#### OBJECTIF ÉNONCÉ:
Recopiez à l'identique chacune des lignes des données ci-dessous, sans en omettre aucune.

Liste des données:
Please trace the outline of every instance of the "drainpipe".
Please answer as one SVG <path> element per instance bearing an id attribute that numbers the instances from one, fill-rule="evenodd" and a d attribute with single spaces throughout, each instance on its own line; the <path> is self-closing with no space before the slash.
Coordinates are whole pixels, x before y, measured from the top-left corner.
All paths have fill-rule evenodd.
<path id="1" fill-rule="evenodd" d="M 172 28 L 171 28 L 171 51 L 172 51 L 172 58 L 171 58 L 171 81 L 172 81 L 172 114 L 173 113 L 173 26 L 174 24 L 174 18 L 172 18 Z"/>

#### SOLUTION PROPOSÉE:
Please trace the outline of every instance of the "drainpipe".
Please answer as one SVG <path> element per instance bearing an id attribute that numbers the instances from one, fill-rule="evenodd" and a d attribute with single spaces throughout, each instance on its own line; the <path> is self-closing with no space before the slash.
Coordinates are whole pixels, x before y, measured from the top-left corner.
All paths have fill-rule evenodd.
<path id="1" fill-rule="evenodd" d="M 172 28 L 171 28 L 171 51 L 172 51 L 172 58 L 171 58 L 171 81 L 172 81 L 172 114 L 173 113 L 173 26 L 174 24 L 174 18 L 172 18 Z"/>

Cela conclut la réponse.